Opdracht
Schrijf de volgende regels letterlijk over. Begin bij de eerste regel van de items en stop na de regel waarin "(1136, 405)" staat.

════════════════

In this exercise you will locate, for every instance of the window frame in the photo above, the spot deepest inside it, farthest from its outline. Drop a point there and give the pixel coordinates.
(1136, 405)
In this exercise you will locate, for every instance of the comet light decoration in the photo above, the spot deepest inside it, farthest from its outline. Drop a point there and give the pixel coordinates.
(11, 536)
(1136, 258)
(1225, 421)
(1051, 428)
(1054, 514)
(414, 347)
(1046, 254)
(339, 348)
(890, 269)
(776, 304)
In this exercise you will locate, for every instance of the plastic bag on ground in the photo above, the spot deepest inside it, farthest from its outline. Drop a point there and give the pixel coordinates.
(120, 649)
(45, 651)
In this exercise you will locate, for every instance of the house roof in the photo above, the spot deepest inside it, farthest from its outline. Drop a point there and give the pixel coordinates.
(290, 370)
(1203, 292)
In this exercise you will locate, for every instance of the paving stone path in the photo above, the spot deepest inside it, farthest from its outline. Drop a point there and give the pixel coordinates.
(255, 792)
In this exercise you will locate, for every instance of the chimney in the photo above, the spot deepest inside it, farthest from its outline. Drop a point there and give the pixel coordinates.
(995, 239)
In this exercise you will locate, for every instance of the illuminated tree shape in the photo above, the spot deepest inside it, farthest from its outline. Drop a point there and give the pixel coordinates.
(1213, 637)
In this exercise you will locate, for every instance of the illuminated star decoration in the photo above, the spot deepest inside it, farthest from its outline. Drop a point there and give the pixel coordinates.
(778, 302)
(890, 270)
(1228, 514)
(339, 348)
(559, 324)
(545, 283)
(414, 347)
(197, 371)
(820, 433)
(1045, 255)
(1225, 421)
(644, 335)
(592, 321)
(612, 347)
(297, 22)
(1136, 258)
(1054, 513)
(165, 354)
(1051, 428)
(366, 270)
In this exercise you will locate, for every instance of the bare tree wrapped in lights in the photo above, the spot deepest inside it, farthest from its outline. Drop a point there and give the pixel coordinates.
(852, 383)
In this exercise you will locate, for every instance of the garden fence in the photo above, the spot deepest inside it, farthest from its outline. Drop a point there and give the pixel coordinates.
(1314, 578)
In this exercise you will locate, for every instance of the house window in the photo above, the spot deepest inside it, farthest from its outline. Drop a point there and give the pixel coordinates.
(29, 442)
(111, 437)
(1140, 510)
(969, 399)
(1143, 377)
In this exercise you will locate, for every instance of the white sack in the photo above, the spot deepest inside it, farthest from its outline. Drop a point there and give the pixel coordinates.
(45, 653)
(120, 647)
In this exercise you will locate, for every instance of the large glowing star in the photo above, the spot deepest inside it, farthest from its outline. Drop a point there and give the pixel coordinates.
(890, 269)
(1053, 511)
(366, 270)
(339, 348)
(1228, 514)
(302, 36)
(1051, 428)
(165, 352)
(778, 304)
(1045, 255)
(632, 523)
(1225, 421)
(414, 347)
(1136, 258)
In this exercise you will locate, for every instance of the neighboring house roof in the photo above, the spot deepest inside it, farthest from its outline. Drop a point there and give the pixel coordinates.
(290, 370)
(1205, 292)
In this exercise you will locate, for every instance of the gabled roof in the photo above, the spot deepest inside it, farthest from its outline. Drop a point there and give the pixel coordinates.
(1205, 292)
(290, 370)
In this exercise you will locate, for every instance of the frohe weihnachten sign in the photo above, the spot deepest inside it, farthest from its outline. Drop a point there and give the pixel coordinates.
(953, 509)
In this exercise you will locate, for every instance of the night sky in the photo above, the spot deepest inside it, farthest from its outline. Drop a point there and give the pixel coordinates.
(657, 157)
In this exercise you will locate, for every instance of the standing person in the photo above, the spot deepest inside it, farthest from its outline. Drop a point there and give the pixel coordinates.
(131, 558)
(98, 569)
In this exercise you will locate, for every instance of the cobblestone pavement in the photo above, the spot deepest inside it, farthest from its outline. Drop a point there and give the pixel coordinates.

════════════════

Antwoord
In this exercise you will locate, for every instance of the window frame in the photo above, the spot deepest inside it, farthest from its outline. Drop a point there and give the pixel coordinates.
(1136, 405)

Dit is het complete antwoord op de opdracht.